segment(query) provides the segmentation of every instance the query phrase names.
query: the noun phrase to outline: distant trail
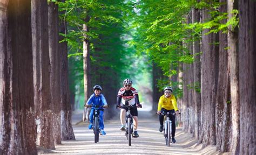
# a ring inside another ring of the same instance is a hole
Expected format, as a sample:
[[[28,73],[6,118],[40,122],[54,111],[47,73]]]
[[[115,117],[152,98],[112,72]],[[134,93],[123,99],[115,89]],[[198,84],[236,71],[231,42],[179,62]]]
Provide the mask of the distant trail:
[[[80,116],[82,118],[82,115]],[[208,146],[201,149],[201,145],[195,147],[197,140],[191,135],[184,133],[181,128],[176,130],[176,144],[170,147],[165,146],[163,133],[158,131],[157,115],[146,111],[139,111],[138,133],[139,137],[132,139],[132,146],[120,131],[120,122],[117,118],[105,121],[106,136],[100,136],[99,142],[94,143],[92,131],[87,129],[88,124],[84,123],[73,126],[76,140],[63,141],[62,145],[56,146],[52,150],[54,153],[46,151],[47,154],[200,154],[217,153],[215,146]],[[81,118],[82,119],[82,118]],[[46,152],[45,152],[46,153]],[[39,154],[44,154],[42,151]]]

--

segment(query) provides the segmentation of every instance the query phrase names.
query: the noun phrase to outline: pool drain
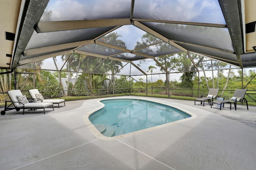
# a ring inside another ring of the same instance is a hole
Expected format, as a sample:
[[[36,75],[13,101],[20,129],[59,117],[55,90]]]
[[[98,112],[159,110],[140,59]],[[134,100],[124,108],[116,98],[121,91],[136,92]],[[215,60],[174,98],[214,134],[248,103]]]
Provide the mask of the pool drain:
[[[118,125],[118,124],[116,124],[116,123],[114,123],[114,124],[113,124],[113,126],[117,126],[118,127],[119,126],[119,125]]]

◆ **Goal of the exercise**:
Return every line in the rows above that contains the string "trail", copied in full.

◆ **Response below**:
query: the noun phrase to outline: distant trail
Provide the mask of the distant trail:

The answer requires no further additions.